=== Given text ===
# Female Coyote w/2 big pups!



## mrjbigfoot (Apr 19, 2005)

Here's some video snips & a short video I got of the female coyote with her 2 big pups yesterday evening! I so wish I could've pulled over when I spotted them on the other side of the cover instead of having to swing around to shoot through the cover.
























And here's the video:


----------



## supercanoe (Jun 12, 2006)

I'd like to do a drive by shooting and get the whole family.


----------



## mrjbigfoot (Apr 19, 2005)

supercanoe said:


> I'd like to do a drive by shooting and get the whole family.


That would likely end up in jail. I like to maintain my good relationship with the cops & ODNR Wardens.


----------



## supercanoe (Jun 12, 2006)
=== Listing ===
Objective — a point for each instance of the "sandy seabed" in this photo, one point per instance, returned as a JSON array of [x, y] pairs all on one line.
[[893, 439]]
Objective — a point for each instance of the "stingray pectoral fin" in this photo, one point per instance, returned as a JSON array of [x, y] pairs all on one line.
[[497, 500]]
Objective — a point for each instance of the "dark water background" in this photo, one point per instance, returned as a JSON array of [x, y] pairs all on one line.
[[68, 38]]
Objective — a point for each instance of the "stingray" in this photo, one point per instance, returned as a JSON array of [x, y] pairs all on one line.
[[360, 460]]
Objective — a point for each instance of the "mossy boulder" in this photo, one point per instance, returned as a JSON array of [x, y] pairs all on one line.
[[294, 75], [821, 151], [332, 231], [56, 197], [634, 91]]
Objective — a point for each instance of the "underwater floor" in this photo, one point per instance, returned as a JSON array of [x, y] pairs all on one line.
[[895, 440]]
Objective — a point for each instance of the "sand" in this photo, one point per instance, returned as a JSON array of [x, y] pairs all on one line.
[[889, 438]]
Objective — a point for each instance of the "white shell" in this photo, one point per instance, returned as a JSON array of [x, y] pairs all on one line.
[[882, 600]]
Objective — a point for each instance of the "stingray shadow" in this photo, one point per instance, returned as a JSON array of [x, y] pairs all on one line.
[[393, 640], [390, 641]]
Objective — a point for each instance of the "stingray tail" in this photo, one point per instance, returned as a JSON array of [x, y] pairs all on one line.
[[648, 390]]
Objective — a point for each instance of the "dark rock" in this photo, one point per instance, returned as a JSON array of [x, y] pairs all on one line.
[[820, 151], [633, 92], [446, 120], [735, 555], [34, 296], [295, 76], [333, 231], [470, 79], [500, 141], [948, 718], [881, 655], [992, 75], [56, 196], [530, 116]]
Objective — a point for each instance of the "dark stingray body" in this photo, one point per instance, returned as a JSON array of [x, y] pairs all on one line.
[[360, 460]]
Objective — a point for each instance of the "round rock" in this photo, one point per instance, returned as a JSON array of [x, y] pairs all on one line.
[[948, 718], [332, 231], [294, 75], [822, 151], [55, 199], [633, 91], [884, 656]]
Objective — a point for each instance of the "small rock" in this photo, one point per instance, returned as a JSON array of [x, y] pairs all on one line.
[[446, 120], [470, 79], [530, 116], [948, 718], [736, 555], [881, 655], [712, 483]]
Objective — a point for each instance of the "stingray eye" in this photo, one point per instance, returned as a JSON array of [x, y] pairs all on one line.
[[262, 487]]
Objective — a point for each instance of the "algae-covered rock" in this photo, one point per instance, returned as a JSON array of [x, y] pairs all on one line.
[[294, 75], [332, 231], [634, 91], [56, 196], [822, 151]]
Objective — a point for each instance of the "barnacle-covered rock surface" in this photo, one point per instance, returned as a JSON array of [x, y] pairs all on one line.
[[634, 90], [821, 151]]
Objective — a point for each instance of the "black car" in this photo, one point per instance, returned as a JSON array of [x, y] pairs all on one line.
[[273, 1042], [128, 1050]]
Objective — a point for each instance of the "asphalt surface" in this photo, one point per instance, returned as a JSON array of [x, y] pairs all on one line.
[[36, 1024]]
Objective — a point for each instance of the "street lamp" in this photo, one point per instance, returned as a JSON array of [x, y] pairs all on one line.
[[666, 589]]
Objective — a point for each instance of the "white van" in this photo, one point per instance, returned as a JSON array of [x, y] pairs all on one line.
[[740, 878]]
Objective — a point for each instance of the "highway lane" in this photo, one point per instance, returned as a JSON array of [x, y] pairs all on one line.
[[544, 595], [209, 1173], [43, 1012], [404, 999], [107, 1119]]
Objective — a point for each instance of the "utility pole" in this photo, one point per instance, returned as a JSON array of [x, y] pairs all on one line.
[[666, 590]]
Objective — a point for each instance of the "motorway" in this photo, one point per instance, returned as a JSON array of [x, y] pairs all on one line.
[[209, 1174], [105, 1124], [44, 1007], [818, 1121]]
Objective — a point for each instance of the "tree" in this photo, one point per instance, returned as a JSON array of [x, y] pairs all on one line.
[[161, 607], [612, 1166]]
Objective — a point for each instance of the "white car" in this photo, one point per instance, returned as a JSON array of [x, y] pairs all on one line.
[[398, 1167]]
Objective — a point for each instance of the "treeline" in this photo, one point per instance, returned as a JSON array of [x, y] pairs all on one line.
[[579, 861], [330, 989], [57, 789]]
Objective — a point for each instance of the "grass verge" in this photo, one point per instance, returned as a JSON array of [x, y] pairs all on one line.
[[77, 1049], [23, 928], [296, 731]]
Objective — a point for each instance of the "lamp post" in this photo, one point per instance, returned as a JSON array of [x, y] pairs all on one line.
===
**Short exercise 1:** List, in order, each username heading a post in the coyote thread, along with the date shown beside it.
**Short exercise 2:** In the coyote thread, who does mrjbigfoot say he wants to keep a good relationship with?
**Short exercise 3:** Pick up the coyote thread where it stops and write the next post.

**Expected output 1:**
1. mrjbigfoot (Apr 19, 2005)
2. supercanoe (Jun 12, 2006)
3. mrjbigfoot (Apr 19, 2005)
4. supercanoe (Jun 12, 2006)

**Expected output 2:** The cops and the ODNR Wardens.

**Expected output 3:**
Adult Coyotes with no fear of humans that are protecting pups and chasing people in an urban environment. That could turn ugly real quick. I travel through that area for work sometimes and I see kids walking in that area. Coyotes are not cute. They are killers. Putting a bullet in them would be a good thing.


----------



## supercanoe (Jun 12, 2006)

And no, I am not serious about doing a drive by even though I would like to.


----------



## mrjbigfoot (Apr 19, 2005)

I notified the ODNR, I think they should take it out or trap it! Got more pictures of him tonight & warned some folks walking their dogs.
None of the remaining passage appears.